═══ GIVEN RECORDS

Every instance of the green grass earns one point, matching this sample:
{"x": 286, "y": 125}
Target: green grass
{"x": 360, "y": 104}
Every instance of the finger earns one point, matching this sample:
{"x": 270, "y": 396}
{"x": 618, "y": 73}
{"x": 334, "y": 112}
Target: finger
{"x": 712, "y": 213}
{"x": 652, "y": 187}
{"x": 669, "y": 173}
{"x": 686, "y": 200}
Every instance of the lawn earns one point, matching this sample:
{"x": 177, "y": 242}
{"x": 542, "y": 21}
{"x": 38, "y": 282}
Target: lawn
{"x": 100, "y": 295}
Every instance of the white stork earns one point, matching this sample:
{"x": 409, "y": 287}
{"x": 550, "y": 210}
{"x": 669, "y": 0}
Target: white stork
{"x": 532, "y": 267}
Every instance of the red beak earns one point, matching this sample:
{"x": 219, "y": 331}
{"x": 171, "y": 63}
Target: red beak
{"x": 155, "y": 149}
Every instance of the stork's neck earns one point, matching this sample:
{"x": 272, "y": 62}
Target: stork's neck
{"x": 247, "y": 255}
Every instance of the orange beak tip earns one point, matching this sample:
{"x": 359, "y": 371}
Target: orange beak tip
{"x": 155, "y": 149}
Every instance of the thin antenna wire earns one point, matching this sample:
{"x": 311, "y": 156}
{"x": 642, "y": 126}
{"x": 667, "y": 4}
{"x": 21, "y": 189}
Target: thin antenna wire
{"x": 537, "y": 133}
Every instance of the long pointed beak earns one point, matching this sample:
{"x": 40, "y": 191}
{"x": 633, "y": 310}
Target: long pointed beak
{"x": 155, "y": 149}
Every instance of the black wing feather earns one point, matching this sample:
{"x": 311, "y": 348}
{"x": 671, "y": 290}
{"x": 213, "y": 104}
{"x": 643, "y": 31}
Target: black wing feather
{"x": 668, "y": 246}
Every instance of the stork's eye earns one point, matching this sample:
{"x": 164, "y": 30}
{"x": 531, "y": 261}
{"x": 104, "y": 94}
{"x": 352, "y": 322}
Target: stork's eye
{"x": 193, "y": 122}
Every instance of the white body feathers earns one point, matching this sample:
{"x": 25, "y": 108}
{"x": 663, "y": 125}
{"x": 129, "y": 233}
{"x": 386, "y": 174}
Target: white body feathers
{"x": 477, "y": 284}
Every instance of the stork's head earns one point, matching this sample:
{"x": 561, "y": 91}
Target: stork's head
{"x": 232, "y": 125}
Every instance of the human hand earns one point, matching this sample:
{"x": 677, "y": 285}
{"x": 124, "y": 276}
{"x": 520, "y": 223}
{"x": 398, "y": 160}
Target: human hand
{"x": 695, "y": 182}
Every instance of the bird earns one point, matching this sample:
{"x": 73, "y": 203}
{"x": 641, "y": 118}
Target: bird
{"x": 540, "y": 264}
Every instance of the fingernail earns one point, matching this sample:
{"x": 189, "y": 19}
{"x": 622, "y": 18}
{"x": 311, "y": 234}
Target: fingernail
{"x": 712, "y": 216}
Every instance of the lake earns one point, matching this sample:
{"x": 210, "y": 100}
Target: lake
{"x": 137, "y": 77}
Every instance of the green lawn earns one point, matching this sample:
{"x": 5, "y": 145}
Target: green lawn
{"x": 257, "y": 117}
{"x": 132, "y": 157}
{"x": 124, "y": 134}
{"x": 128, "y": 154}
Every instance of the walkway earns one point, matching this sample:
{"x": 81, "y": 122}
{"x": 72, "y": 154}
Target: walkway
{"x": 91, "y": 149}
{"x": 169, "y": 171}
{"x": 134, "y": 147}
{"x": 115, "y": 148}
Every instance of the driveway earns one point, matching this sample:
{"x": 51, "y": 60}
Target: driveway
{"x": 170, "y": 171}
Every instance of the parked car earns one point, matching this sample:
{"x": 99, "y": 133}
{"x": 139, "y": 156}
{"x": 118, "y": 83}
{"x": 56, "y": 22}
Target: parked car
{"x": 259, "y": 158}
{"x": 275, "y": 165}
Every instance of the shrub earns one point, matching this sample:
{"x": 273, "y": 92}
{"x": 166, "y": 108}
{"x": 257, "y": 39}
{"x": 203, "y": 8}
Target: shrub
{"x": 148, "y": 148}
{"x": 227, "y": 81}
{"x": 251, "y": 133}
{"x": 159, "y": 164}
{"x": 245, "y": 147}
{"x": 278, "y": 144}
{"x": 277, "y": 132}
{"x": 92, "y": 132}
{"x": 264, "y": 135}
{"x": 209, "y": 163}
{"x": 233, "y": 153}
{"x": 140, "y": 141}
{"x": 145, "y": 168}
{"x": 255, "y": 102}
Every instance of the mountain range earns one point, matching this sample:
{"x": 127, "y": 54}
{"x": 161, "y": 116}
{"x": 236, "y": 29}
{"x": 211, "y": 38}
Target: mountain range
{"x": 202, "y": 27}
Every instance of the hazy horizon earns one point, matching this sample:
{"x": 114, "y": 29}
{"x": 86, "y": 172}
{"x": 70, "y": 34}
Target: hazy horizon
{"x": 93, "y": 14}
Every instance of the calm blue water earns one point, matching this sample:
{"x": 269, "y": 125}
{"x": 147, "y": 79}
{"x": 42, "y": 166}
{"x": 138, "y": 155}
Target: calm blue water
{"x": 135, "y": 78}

══════
═══ GIVEN RECORDS

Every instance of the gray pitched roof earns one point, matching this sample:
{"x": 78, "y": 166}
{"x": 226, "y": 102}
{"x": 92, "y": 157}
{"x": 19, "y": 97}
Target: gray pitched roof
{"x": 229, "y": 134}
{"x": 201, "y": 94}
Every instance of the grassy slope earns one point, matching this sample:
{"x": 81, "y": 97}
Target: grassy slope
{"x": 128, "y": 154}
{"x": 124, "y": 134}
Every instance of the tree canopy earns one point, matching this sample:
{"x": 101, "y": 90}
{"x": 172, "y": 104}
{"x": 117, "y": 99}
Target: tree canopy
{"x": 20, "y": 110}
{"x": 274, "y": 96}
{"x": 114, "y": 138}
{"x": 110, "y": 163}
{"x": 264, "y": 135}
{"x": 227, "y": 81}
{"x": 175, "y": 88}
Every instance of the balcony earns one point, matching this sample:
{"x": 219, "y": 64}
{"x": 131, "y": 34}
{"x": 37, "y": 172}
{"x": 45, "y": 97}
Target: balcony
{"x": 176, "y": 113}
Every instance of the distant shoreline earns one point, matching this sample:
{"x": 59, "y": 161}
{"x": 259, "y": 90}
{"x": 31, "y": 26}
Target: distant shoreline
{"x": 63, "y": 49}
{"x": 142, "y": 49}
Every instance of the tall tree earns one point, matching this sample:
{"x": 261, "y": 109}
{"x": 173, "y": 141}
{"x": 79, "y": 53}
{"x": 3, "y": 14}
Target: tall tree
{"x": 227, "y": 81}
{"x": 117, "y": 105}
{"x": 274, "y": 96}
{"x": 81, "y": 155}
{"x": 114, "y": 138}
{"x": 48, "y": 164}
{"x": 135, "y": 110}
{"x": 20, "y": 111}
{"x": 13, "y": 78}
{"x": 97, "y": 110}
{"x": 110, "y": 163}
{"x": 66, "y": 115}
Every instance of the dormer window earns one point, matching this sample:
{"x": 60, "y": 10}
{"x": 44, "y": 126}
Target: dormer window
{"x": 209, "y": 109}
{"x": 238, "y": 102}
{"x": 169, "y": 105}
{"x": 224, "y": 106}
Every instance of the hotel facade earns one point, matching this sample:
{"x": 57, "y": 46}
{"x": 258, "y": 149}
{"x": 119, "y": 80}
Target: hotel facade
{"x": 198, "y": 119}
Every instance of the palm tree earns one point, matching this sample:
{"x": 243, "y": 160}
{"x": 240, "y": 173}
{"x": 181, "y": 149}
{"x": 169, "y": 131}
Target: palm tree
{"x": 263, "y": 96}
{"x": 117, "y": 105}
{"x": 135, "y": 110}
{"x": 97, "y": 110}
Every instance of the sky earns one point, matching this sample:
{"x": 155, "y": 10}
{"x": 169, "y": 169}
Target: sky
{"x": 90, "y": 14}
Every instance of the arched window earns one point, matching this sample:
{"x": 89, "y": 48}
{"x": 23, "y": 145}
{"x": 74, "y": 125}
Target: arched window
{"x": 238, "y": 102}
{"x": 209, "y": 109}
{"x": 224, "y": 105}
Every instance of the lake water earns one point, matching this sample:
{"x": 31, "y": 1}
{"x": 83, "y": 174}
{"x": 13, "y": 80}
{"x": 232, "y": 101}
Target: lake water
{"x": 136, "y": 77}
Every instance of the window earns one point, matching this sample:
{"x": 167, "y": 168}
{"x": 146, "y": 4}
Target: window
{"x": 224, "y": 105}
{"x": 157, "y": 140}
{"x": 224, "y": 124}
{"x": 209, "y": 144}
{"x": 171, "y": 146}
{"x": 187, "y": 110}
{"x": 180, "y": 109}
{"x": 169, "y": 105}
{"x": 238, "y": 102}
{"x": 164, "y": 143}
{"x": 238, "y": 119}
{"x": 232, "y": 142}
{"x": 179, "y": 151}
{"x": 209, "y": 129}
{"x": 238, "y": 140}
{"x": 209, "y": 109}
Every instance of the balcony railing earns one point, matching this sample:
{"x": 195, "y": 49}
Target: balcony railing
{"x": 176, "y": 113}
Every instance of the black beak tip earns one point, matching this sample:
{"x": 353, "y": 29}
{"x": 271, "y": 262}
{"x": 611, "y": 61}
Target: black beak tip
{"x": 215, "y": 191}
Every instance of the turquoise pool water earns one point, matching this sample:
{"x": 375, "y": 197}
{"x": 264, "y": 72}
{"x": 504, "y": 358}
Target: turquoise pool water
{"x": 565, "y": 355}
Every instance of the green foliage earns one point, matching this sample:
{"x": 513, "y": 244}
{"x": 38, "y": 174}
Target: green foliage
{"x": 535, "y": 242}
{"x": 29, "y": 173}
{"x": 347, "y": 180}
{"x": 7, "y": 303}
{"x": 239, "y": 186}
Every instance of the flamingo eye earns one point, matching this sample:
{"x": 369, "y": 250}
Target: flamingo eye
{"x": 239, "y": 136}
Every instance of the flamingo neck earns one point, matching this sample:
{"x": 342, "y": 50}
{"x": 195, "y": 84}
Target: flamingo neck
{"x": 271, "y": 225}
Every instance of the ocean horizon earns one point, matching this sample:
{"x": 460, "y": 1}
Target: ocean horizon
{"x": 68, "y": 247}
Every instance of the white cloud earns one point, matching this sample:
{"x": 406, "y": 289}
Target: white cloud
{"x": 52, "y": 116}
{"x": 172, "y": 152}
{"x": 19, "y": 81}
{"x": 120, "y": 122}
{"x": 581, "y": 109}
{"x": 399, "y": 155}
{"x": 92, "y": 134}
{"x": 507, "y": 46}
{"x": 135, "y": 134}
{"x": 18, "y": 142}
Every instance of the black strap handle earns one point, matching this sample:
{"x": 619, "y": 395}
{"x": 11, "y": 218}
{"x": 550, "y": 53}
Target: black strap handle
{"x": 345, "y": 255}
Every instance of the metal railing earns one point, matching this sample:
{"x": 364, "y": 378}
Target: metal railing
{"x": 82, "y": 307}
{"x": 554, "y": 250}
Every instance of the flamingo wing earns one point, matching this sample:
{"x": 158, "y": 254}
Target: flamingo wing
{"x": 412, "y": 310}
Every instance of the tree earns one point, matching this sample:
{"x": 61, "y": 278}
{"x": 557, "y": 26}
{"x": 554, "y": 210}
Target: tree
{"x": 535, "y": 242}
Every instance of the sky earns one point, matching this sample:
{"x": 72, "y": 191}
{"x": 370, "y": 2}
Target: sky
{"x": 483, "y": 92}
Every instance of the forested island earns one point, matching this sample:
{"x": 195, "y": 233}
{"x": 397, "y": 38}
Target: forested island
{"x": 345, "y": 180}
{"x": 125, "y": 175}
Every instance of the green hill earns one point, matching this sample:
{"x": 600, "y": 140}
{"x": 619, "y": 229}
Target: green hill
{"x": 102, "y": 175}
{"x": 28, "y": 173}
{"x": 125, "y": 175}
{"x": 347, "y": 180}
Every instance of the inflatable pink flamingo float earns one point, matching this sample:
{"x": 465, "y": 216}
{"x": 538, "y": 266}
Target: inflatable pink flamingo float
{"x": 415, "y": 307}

══════
═══ GIVEN RECORDS

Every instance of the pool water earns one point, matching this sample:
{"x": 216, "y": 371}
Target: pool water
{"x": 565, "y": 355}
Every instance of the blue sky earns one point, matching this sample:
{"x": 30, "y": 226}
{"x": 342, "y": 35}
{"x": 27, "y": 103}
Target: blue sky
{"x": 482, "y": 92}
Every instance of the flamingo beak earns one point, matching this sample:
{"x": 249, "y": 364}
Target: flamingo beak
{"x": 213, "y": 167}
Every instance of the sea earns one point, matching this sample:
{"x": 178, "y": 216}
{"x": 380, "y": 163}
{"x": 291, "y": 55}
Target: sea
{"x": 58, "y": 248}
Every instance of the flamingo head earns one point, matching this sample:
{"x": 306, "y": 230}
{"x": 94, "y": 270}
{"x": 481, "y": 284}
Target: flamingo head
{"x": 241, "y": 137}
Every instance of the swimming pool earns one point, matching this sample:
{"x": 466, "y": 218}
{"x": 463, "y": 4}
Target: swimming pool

══════

EXERCISE AIM:
Quote, without any change, the part of the listing above that opens with the line containing "Every instance of the flamingo beak" and closes with the line containing "Target: swimming pool", both lines included.

THE ANSWER:
Every instance of the flamingo beak earns one point, matching this sample:
{"x": 249, "y": 364}
Target: flamingo beak
{"x": 213, "y": 167}
Every instance of the sea earns one point, matching this sample:
{"x": 178, "y": 216}
{"x": 380, "y": 163}
{"x": 291, "y": 55}
Target: sea
{"x": 58, "y": 248}
Every instance of the flamingo head earns one point, matching this sample:
{"x": 306, "y": 230}
{"x": 94, "y": 270}
{"x": 481, "y": 284}
Target: flamingo head
{"x": 241, "y": 137}
Every instance of the swimming pool earns one point, matching this sample:
{"x": 466, "y": 218}
{"x": 463, "y": 4}
Target: swimming pool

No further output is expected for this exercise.